Botun büyüklüğü üç metre vardı. Şişirdiler, ilk önce bizi bindirdiler. Ayağımı attım, bir baktım botun içi su. Panikle kıyıya geri çıkarttılar botu. Ters çevirip suyu boşalttılar ve bir daha bindirdiler. Ailemle aynı bottaydık. On bir kişi bir bota bindik. İnsan kaçakçıları iç çamaşırlarıyla kürek çekiyordu. Karşı kıyıya gelince “inin” dediler, indik. Kılavuzun peşine düştük. Kılavuz “ses çıkarmayın, tarlaya girin” dedi. Mısır tarlasının içine soktular bizi. Yunanistan polisi geldi, fener tuttu, “herkes çıksın” anlamında bir el işareti yaptı. Suriyeliler bir anda dizlerinin üstüne çöktü. “Usul bu mudur acaba?“ dedim. Ben de güldüm, mutluyum ya… Çünkü arkadaşım “Yunan polisinden problem çıkmaz” demişti. Bizim pasaportlara baktılar. Minibüse bindirip nezarethaneye götürdüler. “Geçin şurada yatın” dediler.

Çok fazla çanta taşıdığınızı söylediniz; ne götürüyordunuz yanınızda?

Beş bavulumuz, iki de sırt çantamız vardı. İnsan kaçakçısı bazı bavulları taşımamıza yardım etmişti. Bisküviler, çamaşırlar, yaprak sarma, yedek ayakkabı, deterjan, seccade, Kuran-ı Kerim, çocuklar resim yapar diye kâğıt kalem… Abarttığımız doğru, ama Yunanistan’daki mülteci hapishanesinde uzun süredir kalan arkadaşlar “buradaki battaniyelerin hepsi çiş kokuyor” demişti. Çarşafları kesip yastık kılıfı yaptık. İnsanlar bizim getirdiğimiz deterjanlarla elbiselerini yıkadı. Eşim bir sürü başörtüsü koymuştu. Bizim gibi Türkiye’den kaçan bir kadın namazını kılmak istiyordu, ama eşarbı yoktu. Eşim ona eşarp vermişti. Mutluğumuzu etrafımıza yardım ederek yansıtıyorduk.

Sizi ilk olarak nasıl bir yere aldılar? Kaldığınız ortam nasıldı?

**Sağlanan Veriler:**

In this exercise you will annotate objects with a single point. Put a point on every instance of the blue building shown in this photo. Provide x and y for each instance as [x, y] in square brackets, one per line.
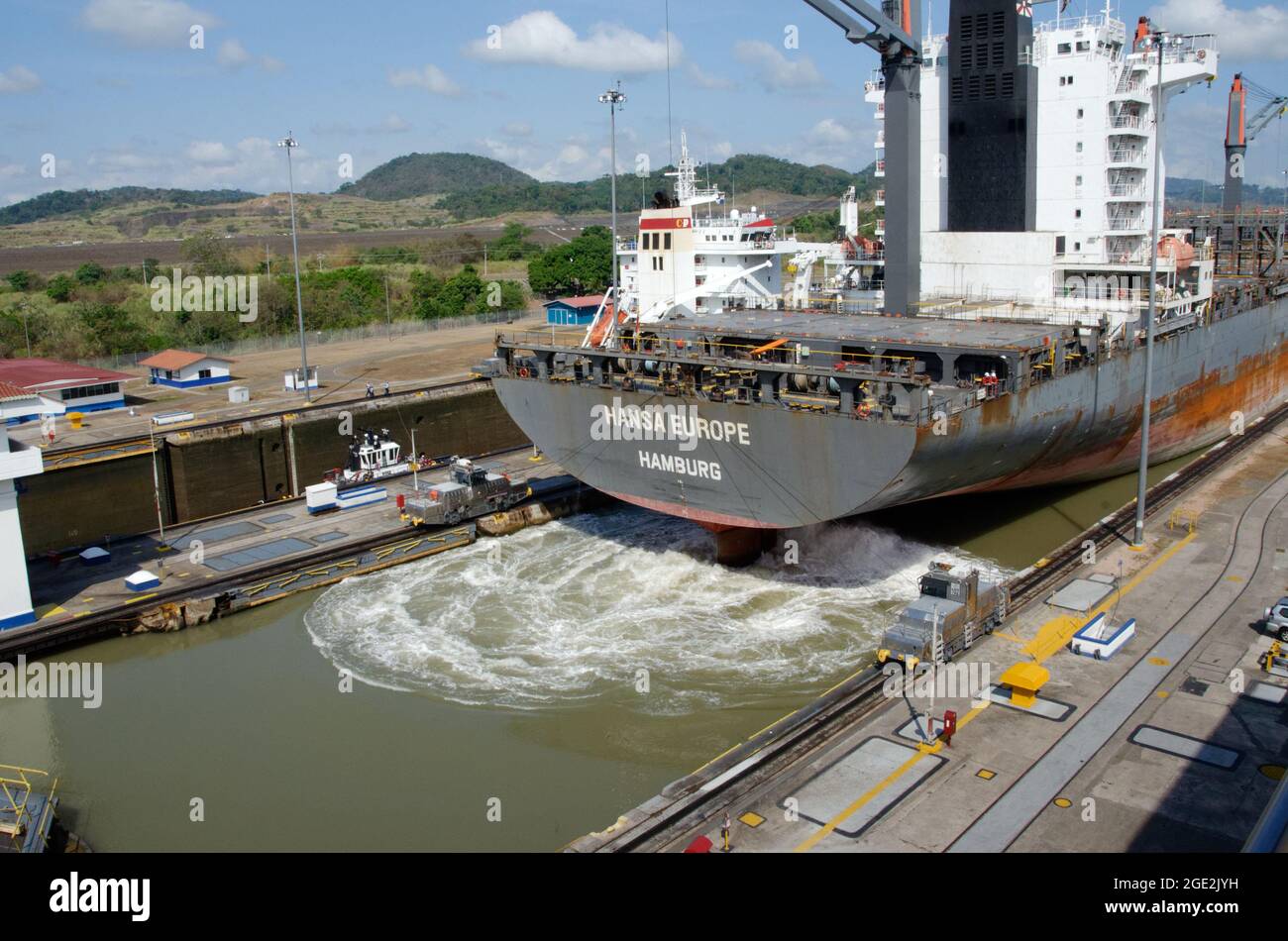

**Alıştırmalar:**
(A) Metinde "Botun büyüklüğü üç" ifadesinden "ne götürüyordunuz yanınızda?" ifadesine kadar olan bölümü olduğu gibi aktarınız.
(B) Metne göre bota toplam kaç kişi bindi?
(C) Metindeki "Beş bavulumuz, iki de sırt çantamız vardı" sözleriyle başlayan paragrafı, temel bilgilerini koruyarak madde madde yeniden yazınız.

**Çözümler:**
(A)
Botun büyüklüğü üç metre vardı. Şişirdiler, ilk önce bizi bindirdiler. Ayağımı attım, bir baktım botun içi su. Panikle kıyıya geri çıkarttılar botu. Ters çevirip suyu boşalttılar ve bir daha bindirdiler. Ailemle aynı bottaydık. On bir kişi bir bota bindik. İnsan kaçakçıları iç çamaşırlarıyla kürek çekiyordu. Karşı kıyıya gelince “inin” dediler, indik. Kılavuzun peşine düştük. Kılavuz “ses çıkarmayın, tarlaya girin” dedi. Mısır tarlasının içine soktular bizi. Yunanistan polisi geldi, fener tuttu, “herkes çıksın” anlamında bir el işareti yaptı. Suriyeliler bir anda dizlerinin üstüne çöktü. “Usul bu mudur acaba?“ dedim. Ben de güldüm, mutluyum ya… Çünkü arkadaşım “Yunan polisinden problem çıkmaz” demişti. Bizim pasaportlara baktılar. Minibüse bindirip nezarethaneye götürdüler. “Geçin şurada yatın” dediler.

Çok fazla çanta taşıdığınızı söylediniz; ne götürüyordunuz yanınızda?

(B) Bota on bir kişi bindi.

(C)
- Beş bavulumuz ve iki sırt çantamız vardı. Bazı bavulları taşımamıza insan kaçakçısı yardım etti.
- Yanımızda bisküvi, çamaşır, yaprak sarma, yedek ayakkabı, deterjan, seccade, Kuran-ı Kerim ve çocuklar için kâğıt kalem vardı.
- Abartmıştık. Ancak Yunanistan'daki mülteci hapishanesinde kalan arkadaşlar battaniyelerin çiş koktuğunu söylemişti.
- Çarşafları kesip yastık kılıfı yaptık.
- İnsanlar getirdiğimiz deterjanlarla elbiselerini yıkadı.
- Eşim çok sayıda başörtüsü koymuştu. Türkiye'den kaçan ve namaz kılmak isteyen bir kadına eşarp verdi.
- Mutluluğumuzu çevremize yardım ederek yansıtıyorduk.